# EXERCISE AIM
For the records below, give the number of lines where the string "locate" occurs. Include nothing else.
=== Begin Enclosure ===
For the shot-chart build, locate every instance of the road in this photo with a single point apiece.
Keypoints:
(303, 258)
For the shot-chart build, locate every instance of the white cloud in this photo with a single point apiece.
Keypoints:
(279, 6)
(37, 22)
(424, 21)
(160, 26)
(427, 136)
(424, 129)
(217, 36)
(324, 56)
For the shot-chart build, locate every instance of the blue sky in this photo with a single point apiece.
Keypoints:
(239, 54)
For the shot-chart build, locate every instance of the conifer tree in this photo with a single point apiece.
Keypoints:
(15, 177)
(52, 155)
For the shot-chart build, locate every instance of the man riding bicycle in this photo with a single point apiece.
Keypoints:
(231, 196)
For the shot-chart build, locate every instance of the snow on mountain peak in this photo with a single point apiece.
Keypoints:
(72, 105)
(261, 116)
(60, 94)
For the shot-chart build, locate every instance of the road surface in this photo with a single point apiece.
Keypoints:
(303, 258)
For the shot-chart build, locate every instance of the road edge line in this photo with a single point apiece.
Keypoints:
=== End Enclosure ===
# REPLY
8